● **GIVEN TEXT**:
● ● ● ● ●
Despite the foregoing, the present disclosure also contemplates embodiments in which users selectively block the use of, or access to, personal information data. That is, the present disclosure contemplates that hardware and/or software elements can be provided to prevent or block access to such personal information data. For example, in the localized environmental input sensing for electronic devices, the present technology can be configured to allow users to select to “opt in” or “opt out” of participation in the collection and/or sharing of personal information data during registration for services or anytime thereafter. In addition to providing “opt in” and “opt out” options, the present disclosure contemplates providing notifications relating to the access or use of personal information. For instance, a user may be notified upon downloading an app that their personal information data will be accessed and then reminded again just before personal information data is accessed by the app.

Moreover, it is the intent of the present disclosure that personal information data should be managed and handled in a way to minimize risks of unintentional or unauthorized access or use. Risk can be minimized by limiting the collection of data and deleting data once it is no longer needed. In addition, and when applicable, including in certain health related applications, data de-identification can be used to protect a user's privacy. De-identification may be facilitated, when appropriate, by removing identifiers, controlling the amount or specificity of data stored (e.g., collecting location data at city level rather than at an address level or at a scale that is insufficient for facial recognition), controlling how data is stored (e.g., aggregating data across users), and/or other methods such as differential privacy.
● ● ● ● ●
● **DATA SHOWN**:
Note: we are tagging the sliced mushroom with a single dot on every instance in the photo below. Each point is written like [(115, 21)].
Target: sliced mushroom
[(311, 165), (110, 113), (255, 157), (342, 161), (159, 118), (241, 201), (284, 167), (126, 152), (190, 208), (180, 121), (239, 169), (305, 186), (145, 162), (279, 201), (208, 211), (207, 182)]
● ● ● ● ●
● **WHAT IS ASKED**:
A - In the privacy text, switch "differential privacy" to "k-anonymity" and write out the part starting at "Moreover, it is" and ending at "as differential privacy.".
B - According to the privacy text, what are two ways risk can be minimized?

● **OUTPUTS FOR THE TASKS**:
A -
Moreover, it is the intent of the present disclosure that personal information data should be managed and handled in a way to minimize risks of unintentional or unauthorized access or use. Risk can be minimized by limiting the collection of data and deleting data once it is no longer needed. In addition, and when applicable, including in certain health related applications, data de-identification can be used to protect a user's privacy. De-identification may be facilitated, when appropriate, by removing identifiers, controlling the amount or specificity of data stored (e.g., collecting location data at city level rather than at an address level or at a scale that is insufficient for facial recognition), controlling how data is stored (e.g., aggregating data across users), and/or other methods such as k-anonymity.

B - By limiting the collection of data and deleting data once it is no longer needed.